Selected passage:

= = = = =

New Zealand Legislative Councillor
- In office 7 May 1918 – 24 February 1919†
- Appointed by: Sir Joseph Ward

Personal details
- Born: Alfred Levavasour Durell Fraser 1863 Kaiapoi, New Zealand
- Died: 24 February 1919 (aged 57) Hastings, New Zealand
- Party: Liberal

= Alfred Fraser =

New Zealand politician

Alfred Levavasour Durell Fraser (1863 – 24 February 1919) was a Liberal Party Member of Parliament in New Zealand.

==Early life and family==
Fraser was born in Kaiapoi, Canterbury, in 1863 to John Marchant Fraser. He later settled in Hawke's Bay in 1881, and began a career in school-teaching for some years. Fraser then moved to Hastings, where he entered into Native Land Court advocacy. On 29 December 1892 he married Emily Teresa Dennett, the daughter of William Young Dennett who later served as mayor of Hastings.

==Political career==

In the , he unsuccessfully contested the electorate against the incumbent, William Russell. He was elected to the Napier electorate in the 1899 general election, which he represented to 1908 when he was defeated by fellow Liberal Vigor Brown.

In 1905 the local branch of the Liberal and Labour Federation claimed Fraser was ignoring his constituents and they chose to endorse William James McGrath instead. It was one of many instances in that years election of vote splitting amongst the Liberals.

= = = = =

What this task involves: Could you extend the Alfred Fraser article, starting after its last sentence about vote splitting among the Liberals? The material after this point is separate from the Alfred Fraser article.

= = = = =

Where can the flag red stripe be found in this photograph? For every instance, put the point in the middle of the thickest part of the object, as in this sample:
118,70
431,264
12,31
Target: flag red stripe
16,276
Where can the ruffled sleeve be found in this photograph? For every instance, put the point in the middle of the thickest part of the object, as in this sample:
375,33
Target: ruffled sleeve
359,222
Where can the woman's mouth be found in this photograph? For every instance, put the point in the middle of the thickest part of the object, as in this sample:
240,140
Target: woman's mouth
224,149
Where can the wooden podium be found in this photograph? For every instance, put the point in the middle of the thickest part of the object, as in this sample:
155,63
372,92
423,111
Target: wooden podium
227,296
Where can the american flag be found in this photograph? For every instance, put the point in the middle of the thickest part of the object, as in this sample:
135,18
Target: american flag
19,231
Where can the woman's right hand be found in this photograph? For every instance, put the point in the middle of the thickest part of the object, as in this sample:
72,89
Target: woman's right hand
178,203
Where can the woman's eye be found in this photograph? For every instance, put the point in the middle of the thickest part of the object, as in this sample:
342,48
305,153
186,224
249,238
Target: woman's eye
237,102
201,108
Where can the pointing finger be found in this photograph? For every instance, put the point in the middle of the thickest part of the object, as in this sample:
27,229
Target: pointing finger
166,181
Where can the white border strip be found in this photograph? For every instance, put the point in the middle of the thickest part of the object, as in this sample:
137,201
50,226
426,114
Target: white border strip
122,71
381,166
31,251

= = = = =

Answer below:
in 1911, Fraser stood as an independent for Hawke's Bay 'to support or oppose measures as his principles directed' and said he would only support Joseph Ward's ministry if it did what he himself thought was right. He was unsuccessful. Fraser's name was also on the ballot for the Hawkes Bay by-election in 1917. However he retired from the contest, yet 9 votes were still cast for him. In May 1918, he was appointed to the Legislative Council. He served until his death at Hastings on 24 February 1919. He was buried at Hastings Cemetery.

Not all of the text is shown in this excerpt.